» WORK TO BE COMPLETED:
Reproduce all of the data below word for word, leaving out any pictures.

» THE RECORDS:

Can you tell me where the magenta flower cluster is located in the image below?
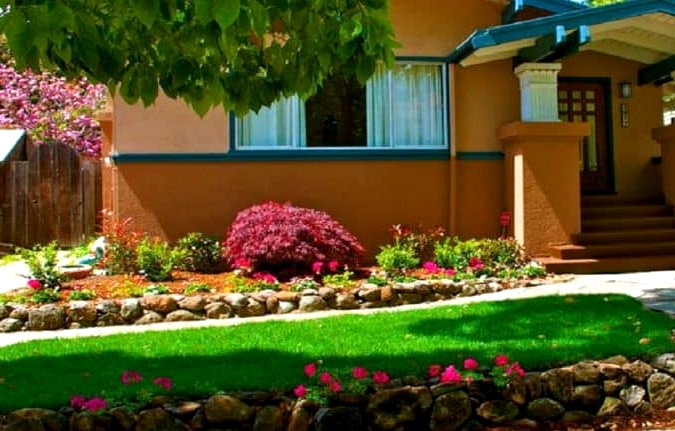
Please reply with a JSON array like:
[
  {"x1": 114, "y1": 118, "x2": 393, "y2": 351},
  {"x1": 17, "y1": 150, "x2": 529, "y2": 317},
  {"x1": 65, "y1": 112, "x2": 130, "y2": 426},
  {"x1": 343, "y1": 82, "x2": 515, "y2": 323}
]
[{"x1": 0, "y1": 64, "x2": 107, "y2": 157}]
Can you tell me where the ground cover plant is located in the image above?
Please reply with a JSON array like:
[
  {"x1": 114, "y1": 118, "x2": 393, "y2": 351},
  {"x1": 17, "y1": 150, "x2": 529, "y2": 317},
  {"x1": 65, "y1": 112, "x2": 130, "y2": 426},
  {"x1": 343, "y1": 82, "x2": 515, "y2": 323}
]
[{"x1": 0, "y1": 295, "x2": 672, "y2": 412}]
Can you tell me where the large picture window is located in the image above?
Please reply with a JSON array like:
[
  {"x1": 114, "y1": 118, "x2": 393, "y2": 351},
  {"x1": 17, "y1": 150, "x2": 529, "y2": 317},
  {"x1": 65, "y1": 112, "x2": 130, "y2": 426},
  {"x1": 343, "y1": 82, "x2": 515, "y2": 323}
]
[{"x1": 235, "y1": 63, "x2": 448, "y2": 150}]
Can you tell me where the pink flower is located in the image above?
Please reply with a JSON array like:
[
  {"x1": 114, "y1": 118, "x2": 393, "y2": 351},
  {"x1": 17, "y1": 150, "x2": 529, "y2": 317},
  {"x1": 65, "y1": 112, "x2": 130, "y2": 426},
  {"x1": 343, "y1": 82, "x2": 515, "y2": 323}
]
[
  {"x1": 495, "y1": 355, "x2": 509, "y2": 367},
  {"x1": 122, "y1": 370, "x2": 143, "y2": 385},
  {"x1": 506, "y1": 362, "x2": 525, "y2": 377},
  {"x1": 70, "y1": 395, "x2": 87, "y2": 409},
  {"x1": 328, "y1": 380, "x2": 342, "y2": 392},
  {"x1": 469, "y1": 257, "x2": 485, "y2": 269},
  {"x1": 464, "y1": 358, "x2": 478, "y2": 371},
  {"x1": 82, "y1": 397, "x2": 108, "y2": 412},
  {"x1": 429, "y1": 364, "x2": 443, "y2": 377},
  {"x1": 373, "y1": 371, "x2": 389, "y2": 385},
  {"x1": 440, "y1": 365, "x2": 462, "y2": 383},
  {"x1": 26, "y1": 278, "x2": 42, "y2": 290},
  {"x1": 352, "y1": 367, "x2": 368, "y2": 380},
  {"x1": 319, "y1": 371, "x2": 333, "y2": 385},
  {"x1": 312, "y1": 260, "x2": 323, "y2": 274},
  {"x1": 303, "y1": 362, "x2": 316, "y2": 377},
  {"x1": 152, "y1": 377, "x2": 173, "y2": 391},
  {"x1": 293, "y1": 385, "x2": 307, "y2": 398}
]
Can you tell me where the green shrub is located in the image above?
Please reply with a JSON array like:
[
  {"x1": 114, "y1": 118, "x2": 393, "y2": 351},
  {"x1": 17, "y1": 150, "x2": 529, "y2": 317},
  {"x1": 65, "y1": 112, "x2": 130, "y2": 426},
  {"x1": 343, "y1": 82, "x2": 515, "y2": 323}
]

» WORKED ANSWER:
Can you tell me where the magenta flower cluster is located in the image below?
Please reply with a JSON array like:
[
  {"x1": 114, "y1": 118, "x2": 393, "y2": 351},
  {"x1": 17, "y1": 150, "x2": 529, "y2": 317},
  {"x1": 65, "y1": 112, "x2": 130, "y2": 426},
  {"x1": 343, "y1": 82, "x2": 515, "y2": 323}
]
[{"x1": 0, "y1": 64, "x2": 107, "y2": 157}]
Can you tell me where the ground cover plant is located in the image above?
Please reply with a JSON array like:
[
  {"x1": 114, "y1": 118, "x2": 393, "y2": 351},
  {"x1": 17, "y1": 150, "x2": 529, "y2": 317},
  {"x1": 65, "y1": 112, "x2": 130, "y2": 426},
  {"x1": 343, "y1": 82, "x2": 515, "y2": 323}
]
[{"x1": 0, "y1": 295, "x2": 672, "y2": 412}]
Can you tell me where the large picture window is located in the image above?
Please reply with a JSON array like:
[
  {"x1": 114, "y1": 118, "x2": 393, "y2": 351},
  {"x1": 17, "y1": 150, "x2": 529, "y2": 317},
  {"x1": 65, "y1": 112, "x2": 130, "y2": 426},
  {"x1": 343, "y1": 82, "x2": 515, "y2": 323}
]
[{"x1": 235, "y1": 63, "x2": 448, "y2": 150}]
Can you tell me where the pink flower is located in the image above?
Please reply with a JSON array like:
[
  {"x1": 114, "y1": 118, "x2": 393, "y2": 351},
  {"x1": 17, "y1": 150, "x2": 529, "y2": 317},
  {"x1": 65, "y1": 112, "x2": 130, "y2": 426},
  {"x1": 343, "y1": 82, "x2": 515, "y2": 323}
]
[
  {"x1": 495, "y1": 355, "x2": 509, "y2": 367},
  {"x1": 122, "y1": 370, "x2": 143, "y2": 385},
  {"x1": 506, "y1": 362, "x2": 525, "y2": 377},
  {"x1": 70, "y1": 395, "x2": 87, "y2": 409},
  {"x1": 328, "y1": 380, "x2": 342, "y2": 392},
  {"x1": 469, "y1": 257, "x2": 485, "y2": 269},
  {"x1": 464, "y1": 358, "x2": 478, "y2": 371},
  {"x1": 82, "y1": 397, "x2": 108, "y2": 412},
  {"x1": 429, "y1": 364, "x2": 443, "y2": 377},
  {"x1": 373, "y1": 371, "x2": 389, "y2": 385},
  {"x1": 440, "y1": 365, "x2": 462, "y2": 383},
  {"x1": 26, "y1": 278, "x2": 42, "y2": 290},
  {"x1": 352, "y1": 367, "x2": 368, "y2": 380},
  {"x1": 319, "y1": 371, "x2": 333, "y2": 385},
  {"x1": 312, "y1": 260, "x2": 323, "y2": 274},
  {"x1": 303, "y1": 362, "x2": 316, "y2": 377},
  {"x1": 152, "y1": 377, "x2": 173, "y2": 391},
  {"x1": 293, "y1": 385, "x2": 307, "y2": 398}
]
Can you tell me where the green shrub is located in the image above?
Please reply with a JSON array like:
[
  {"x1": 114, "y1": 118, "x2": 393, "y2": 351},
  {"x1": 17, "y1": 150, "x2": 529, "y2": 317},
  {"x1": 65, "y1": 112, "x2": 130, "y2": 426},
  {"x1": 343, "y1": 82, "x2": 515, "y2": 323}
]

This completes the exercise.